Present the records from the line containing "Trivia challenge: Given the picture above, pinpoint the column" through the line containing "460 267 492 355" as a two-column CSV with the headers text and answer, one row per record. Put each record's wording and its answer in one quoted field each, with line breaks replaced by spaces.

--- Start of Dataset excerpts ---

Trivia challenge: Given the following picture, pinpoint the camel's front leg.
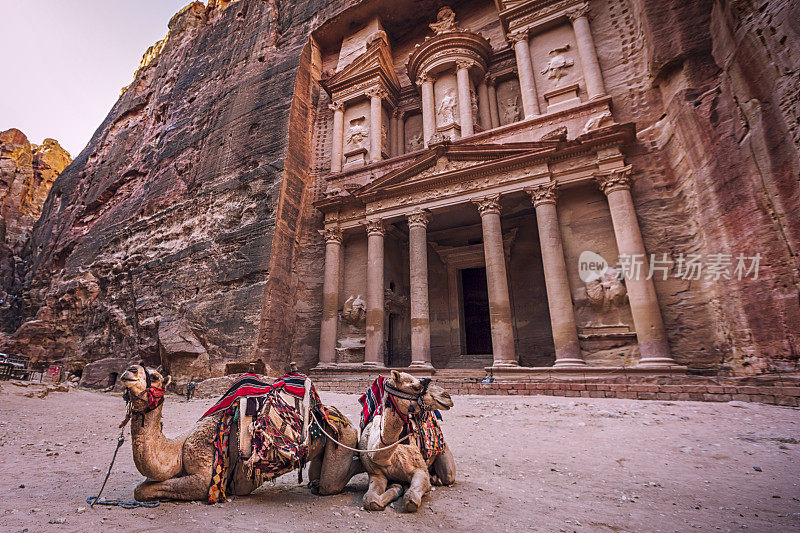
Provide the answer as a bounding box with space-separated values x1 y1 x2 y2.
133 474 211 502
319 426 364 496
403 468 431 513
431 447 456 485
364 475 403 511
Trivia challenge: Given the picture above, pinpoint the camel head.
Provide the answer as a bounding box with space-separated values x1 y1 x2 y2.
119 365 172 412
389 370 453 415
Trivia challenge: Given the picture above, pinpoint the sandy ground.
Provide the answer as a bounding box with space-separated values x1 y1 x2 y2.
0 383 800 532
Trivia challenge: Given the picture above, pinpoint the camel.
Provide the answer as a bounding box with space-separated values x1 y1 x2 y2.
120 365 363 501
358 370 456 513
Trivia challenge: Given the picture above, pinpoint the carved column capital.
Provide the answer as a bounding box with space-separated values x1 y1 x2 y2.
525 181 558 207
406 209 431 228
364 218 386 237
506 30 528 46
319 226 342 244
456 59 475 70
564 4 589 22
594 165 633 195
415 72 433 87
364 87 388 100
472 194 500 216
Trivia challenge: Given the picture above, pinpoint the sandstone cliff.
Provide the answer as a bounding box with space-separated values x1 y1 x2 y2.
0 129 72 335
3 0 800 380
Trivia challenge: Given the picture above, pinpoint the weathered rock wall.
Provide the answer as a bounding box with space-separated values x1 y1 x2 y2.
2 0 356 379
0 129 72 335
632 0 800 372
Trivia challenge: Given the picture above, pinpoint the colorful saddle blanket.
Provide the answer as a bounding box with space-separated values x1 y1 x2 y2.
203 372 349 503
358 376 445 461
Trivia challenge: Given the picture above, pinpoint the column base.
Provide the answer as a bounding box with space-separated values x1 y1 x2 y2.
553 357 586 367
636 357 680 368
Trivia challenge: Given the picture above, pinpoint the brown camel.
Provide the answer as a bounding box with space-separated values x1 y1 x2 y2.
120 365 363 501
358 370 456 513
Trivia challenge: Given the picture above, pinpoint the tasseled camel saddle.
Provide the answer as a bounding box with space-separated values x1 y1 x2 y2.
203 372 346 503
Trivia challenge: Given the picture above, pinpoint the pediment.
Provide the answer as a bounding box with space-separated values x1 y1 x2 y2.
352 141 558 198
321 35 400 98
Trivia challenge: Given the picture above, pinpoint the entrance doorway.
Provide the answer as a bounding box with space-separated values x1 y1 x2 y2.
460 267 492 355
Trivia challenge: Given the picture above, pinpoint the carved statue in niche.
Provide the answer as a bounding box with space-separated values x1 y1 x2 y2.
581 111 614 134
584 266 628 326
408 133 422 152
542 44 575 84
428 6 458 35
342 294 367 327
500 96 521 124
347 116 369 148
436 89 458 126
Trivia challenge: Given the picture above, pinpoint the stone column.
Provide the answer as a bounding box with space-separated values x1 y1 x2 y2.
408 211 431 368
364 220 385 366
365 89 385 162
417 73 436 146
456 59 475 137
567 5 606 98
595 165 677 367
472 194 517 366
486 76 500 128
328 102 344 172
508 31 539 119
478 77 493 130
317 226 342 368
394 109 406 155
525 182 586 366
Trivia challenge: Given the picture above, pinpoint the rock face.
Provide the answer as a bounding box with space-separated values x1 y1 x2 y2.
3 0 800 383
0 129 72 335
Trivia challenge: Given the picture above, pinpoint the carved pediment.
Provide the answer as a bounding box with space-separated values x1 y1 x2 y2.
320 31 400 100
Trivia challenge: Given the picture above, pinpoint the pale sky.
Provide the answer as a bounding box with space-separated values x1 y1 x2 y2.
0 0 190 158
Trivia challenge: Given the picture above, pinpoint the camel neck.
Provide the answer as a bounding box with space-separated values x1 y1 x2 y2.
131 404 181 480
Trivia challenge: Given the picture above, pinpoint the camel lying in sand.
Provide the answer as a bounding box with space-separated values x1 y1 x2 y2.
358 370 456 513
120 365 363 501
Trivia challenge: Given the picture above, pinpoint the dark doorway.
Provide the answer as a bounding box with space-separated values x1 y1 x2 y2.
461 267 492 355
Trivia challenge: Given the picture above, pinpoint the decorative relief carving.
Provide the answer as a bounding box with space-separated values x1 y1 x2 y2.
472 194 500 216
581 111 614 134
407 210 431 228
364 87 389 100
508 30 528 46
585 267 628 313
345 115 369 148
428 6 458 35
525 181 558 207
436 89 458 126
408 133 422 152
594 165 633 194
541 44 575 84
320 226 342 244
342 294 367 327
456 59 475 70
500 96 522 124
564 4 589 22
364 218 386 237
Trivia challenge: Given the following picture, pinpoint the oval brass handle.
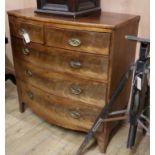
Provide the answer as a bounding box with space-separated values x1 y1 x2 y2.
68 38 81 47
25 69 32 77
22 48 30 55
19 28 27 36
70 111 81 119
70 85 82 95
27 91 33 100
69 60 82 69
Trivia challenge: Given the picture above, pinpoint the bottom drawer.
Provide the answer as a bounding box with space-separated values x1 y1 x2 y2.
21 82 101 131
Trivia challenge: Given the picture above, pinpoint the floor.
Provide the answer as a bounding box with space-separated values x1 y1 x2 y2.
6 81 150 155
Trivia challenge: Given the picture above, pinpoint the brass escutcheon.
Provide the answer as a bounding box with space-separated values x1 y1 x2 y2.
70 111 81 119
69 60 82 69
22 48 30 55
70 85 82 95
68 38 81 47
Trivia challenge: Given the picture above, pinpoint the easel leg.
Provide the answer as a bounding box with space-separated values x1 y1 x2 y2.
96 124 110 153
19 102 25 113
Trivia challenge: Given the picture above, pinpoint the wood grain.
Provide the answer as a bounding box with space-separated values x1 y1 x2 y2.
45 27 110 55
9 16 44 44
19 83 101 131
12 37 109 82
15 59 106 107
8 9 140 152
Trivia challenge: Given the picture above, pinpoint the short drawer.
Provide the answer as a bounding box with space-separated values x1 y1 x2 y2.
21 82 101 131
15 59 106 106
9 16 44 44
13 38 109 82
45 27 110 55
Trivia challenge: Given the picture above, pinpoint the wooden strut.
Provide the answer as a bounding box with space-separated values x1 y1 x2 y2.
103 115 128 122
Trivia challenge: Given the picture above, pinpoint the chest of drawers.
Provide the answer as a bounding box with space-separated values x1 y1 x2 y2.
8 9 139 152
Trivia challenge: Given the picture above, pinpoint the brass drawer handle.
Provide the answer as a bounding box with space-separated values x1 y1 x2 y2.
70 111 81 119
70 85 82 95
69 60 82 69
25 69 32 77
22 48 30 55
19 28 27 36
27 91 33 100
68 38 81 47
19 28 31 45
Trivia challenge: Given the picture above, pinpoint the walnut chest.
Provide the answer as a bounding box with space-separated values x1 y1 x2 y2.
8 9 140 151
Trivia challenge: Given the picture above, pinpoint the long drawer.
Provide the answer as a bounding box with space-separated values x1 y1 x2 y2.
15 58 107 106
12 38 109 82
9 16 44 44
20 82 101 131
45 26 111 55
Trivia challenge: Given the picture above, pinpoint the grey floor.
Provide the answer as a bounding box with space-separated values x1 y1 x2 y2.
6 81 150 155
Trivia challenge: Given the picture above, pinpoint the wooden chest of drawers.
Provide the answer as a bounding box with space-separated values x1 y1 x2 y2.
8 9 140 151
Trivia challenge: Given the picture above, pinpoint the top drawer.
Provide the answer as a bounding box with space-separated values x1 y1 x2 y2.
45 26 111 55
9 16 44 44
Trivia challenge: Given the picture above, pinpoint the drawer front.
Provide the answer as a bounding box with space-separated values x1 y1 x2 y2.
15 59 106 106
22 83 101 131
45 27 110 55
13 39 109 82
9 16 44 44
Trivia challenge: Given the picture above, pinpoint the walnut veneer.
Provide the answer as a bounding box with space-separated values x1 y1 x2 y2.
8 9 140 152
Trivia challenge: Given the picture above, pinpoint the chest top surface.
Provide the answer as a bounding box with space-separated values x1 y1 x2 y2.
8 8 140 29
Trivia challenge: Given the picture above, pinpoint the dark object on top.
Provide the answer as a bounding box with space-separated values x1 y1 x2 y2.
35 0 101 17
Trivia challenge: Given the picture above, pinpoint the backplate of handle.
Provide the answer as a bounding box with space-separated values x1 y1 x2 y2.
68 38 81 47
19 28 27 36
22 48 30 55
69 60 82 69
70 111 81 119
25 69 32 77
27 91 33 100
70 85 82 95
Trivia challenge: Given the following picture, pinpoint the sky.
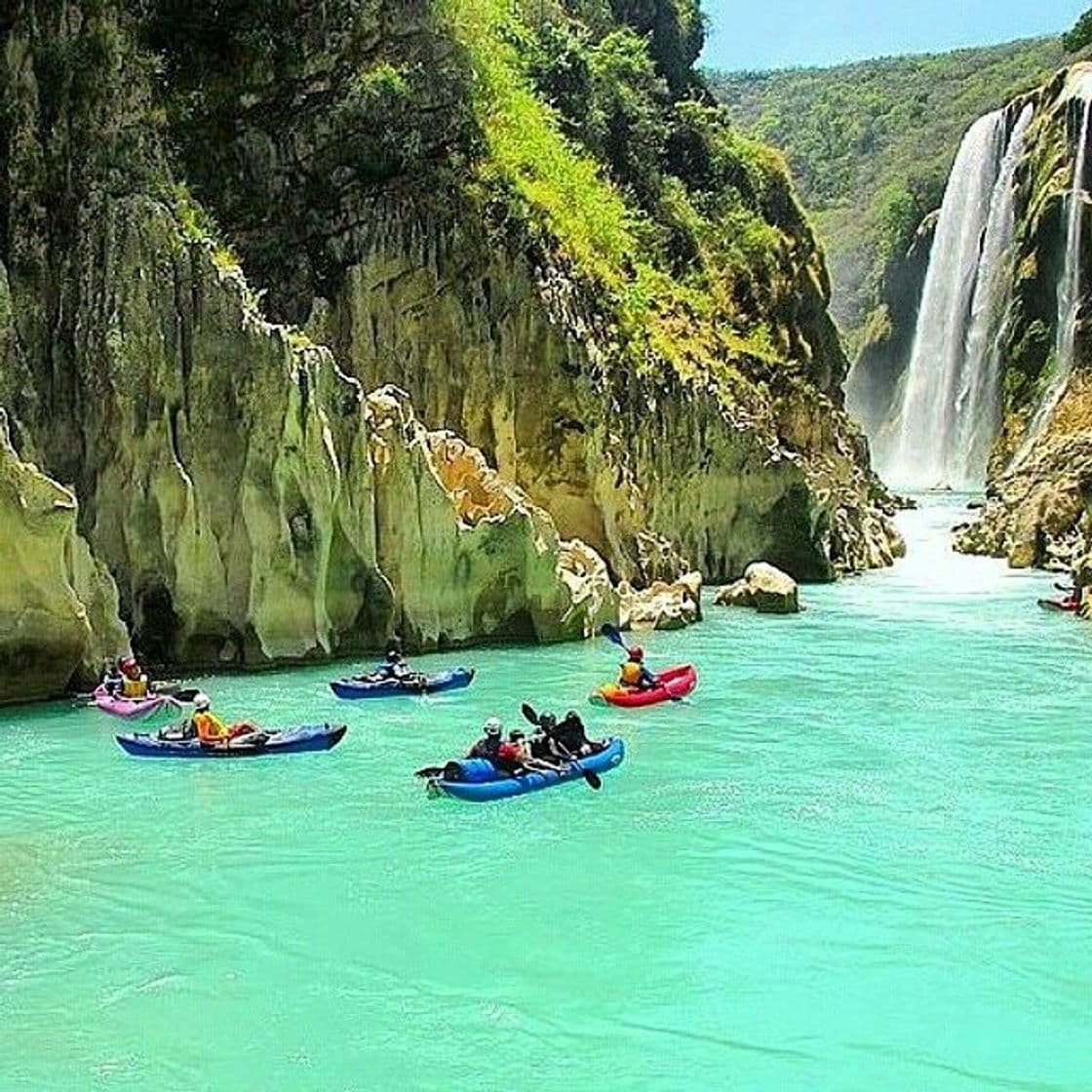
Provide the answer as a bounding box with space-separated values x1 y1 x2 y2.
702 0 1092 70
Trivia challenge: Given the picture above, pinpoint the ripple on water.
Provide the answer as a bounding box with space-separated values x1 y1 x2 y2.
0 501 1092 1092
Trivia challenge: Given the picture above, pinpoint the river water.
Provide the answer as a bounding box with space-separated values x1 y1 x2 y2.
0 500 1092 1092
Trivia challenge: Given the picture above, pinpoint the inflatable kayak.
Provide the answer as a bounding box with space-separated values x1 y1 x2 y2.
599 664 698 709
115 724 347 758
428 738 626 803
1038 600 1081 613
330 667 474 701
92 685 179 721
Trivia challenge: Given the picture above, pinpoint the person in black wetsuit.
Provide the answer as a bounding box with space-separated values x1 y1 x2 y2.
553 709 600 756
493 728 563 777
466 717 504 765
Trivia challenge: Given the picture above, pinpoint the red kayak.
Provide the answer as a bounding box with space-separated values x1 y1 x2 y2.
1038 600 1081 613
600 664 698 709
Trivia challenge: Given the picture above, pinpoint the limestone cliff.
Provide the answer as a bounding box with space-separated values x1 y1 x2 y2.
0 198 617 664
0 410 128 702
956 64 1092 566
140 0 898 581
845 212 939 440
0 0 898 689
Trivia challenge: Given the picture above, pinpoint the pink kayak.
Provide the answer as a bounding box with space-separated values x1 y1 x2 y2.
93 685 179 721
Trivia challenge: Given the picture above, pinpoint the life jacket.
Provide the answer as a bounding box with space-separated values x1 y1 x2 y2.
121 675 147 698
193 713 230 743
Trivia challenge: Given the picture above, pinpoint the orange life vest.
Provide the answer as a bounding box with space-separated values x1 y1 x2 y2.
193 713 231 743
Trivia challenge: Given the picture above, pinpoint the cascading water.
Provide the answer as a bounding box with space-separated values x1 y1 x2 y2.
1011 70 1092 467
953 102 1035 476
877 106 1032 488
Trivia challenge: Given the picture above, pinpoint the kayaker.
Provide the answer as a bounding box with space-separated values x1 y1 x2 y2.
191 693 261 747
466 717 503 762
554 709 599 755
618 644 656 690
120 656 147 700
361 638 416 682
102 656 124 698
492 728 562 777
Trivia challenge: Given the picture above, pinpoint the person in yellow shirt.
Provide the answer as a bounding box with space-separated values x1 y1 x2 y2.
191 693 261 747
618 644 656 690
121 656 147 701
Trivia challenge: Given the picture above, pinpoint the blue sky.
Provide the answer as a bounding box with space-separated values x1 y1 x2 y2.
702 0 1092 70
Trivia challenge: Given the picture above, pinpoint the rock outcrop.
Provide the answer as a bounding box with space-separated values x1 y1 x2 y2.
0 410 128 703
0 0 891 692
2 198 617 665
140 0 890 583
956 63 1092 567
713 562 800 613
618 572 702 631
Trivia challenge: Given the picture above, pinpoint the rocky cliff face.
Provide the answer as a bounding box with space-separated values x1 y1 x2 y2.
845 212 939 439
956 64 1092 566
0 198 617 677
0 0 897 698
151 0 898 581
0 410 128 702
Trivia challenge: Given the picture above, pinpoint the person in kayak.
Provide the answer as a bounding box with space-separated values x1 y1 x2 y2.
618 644 656 690
118 656 147 701
357 637 426 685
492 728 563 777
554 709 601 756
102 656 125 698
190 693 262 747
529 709 601 763
466 717 504 764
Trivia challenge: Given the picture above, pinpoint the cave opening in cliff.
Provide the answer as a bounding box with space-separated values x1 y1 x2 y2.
133 583 179 664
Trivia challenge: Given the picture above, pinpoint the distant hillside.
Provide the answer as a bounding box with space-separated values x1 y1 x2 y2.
708 38 1067 343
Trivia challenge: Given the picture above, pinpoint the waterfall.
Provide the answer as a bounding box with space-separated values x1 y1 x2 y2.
1010 71 1092 468
877 106 1032 488
953 102 1035 476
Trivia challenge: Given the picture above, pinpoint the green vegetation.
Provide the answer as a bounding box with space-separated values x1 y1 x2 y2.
438 0 813 378
25 0 840 382
710 38 1066 334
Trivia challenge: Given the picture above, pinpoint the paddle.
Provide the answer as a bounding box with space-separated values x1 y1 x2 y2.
520 702 603 791
591 621 683 704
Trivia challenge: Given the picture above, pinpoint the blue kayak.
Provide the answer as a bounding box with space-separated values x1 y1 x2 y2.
115 724 346 758
428 737 626 802
330 667 474 701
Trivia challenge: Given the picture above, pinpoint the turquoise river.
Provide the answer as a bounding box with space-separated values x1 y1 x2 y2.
0 500 1092 1092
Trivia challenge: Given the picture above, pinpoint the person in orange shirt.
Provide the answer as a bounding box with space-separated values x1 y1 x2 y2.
619 645 656 690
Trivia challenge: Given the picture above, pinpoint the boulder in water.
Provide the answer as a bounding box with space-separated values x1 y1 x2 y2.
713 562 800 613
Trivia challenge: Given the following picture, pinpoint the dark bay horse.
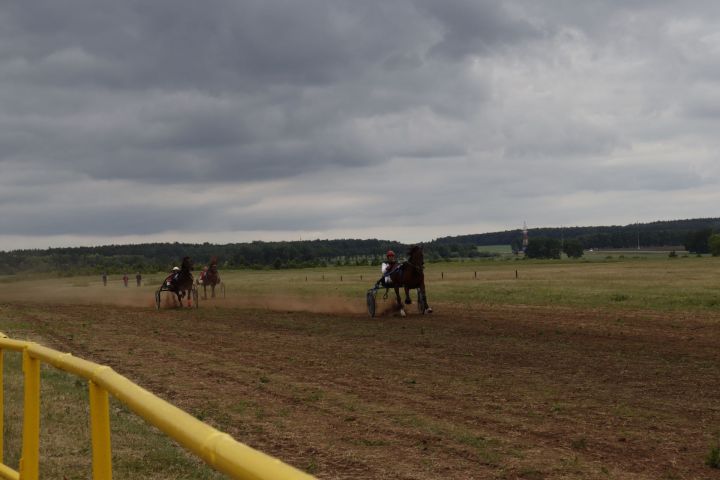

--- End of Dataset excerpts ---

Exercise response:
text,answer
"Trivia challenge: Given the picture above, pinpoint the column base. Provide the answer as a bounding box with space-separated values x1 y1 x2 y2.","553 357 586 367 636 357 680 368"
"Trivia challenge: Given the picture above, pinpoint the brown camel. Provide the answer as a bounding box with space-separated values x1 y1 x2 y2.","120 365 363 501 358 370 456 513"
"Trivia challenge: Given the picture above, pinpoint the tasseled camel saddle. Provide the answer as a bounding box with space-separated values x1 y1 x2 y2.","203 372 346 503"
"Trivia challenge: Given the picture above, pinpoint the pediment. Provide the answer as a bounding box with space-separated values x1 y1 x2 y2.","352 141 558 198 321 35 400 98"
"Trivia challenge: Given the picture above, pinpoint the entrance doorway. Provide the answer as a bounding box with space-separated values x1 y1 x2 y2.","460 267 492 355"